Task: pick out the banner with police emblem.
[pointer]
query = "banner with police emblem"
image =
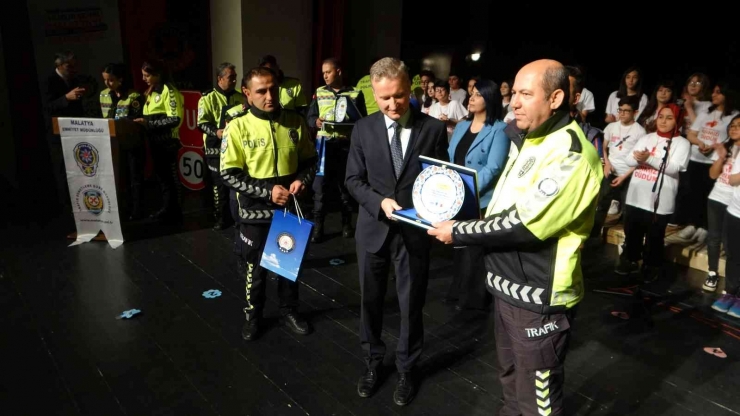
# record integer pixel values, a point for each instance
(286, 243)
(91, 179)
========
## WHAT TO DO
Copy each line of the records above without change, but do not include any picture.

## ANSWER SECTION
Task: pick out the banner with police emblem.
[pointer]
query = "banner with police emblem"
image =
# record integer pixel values, a point for each instance
(286, 243)
(91, 179)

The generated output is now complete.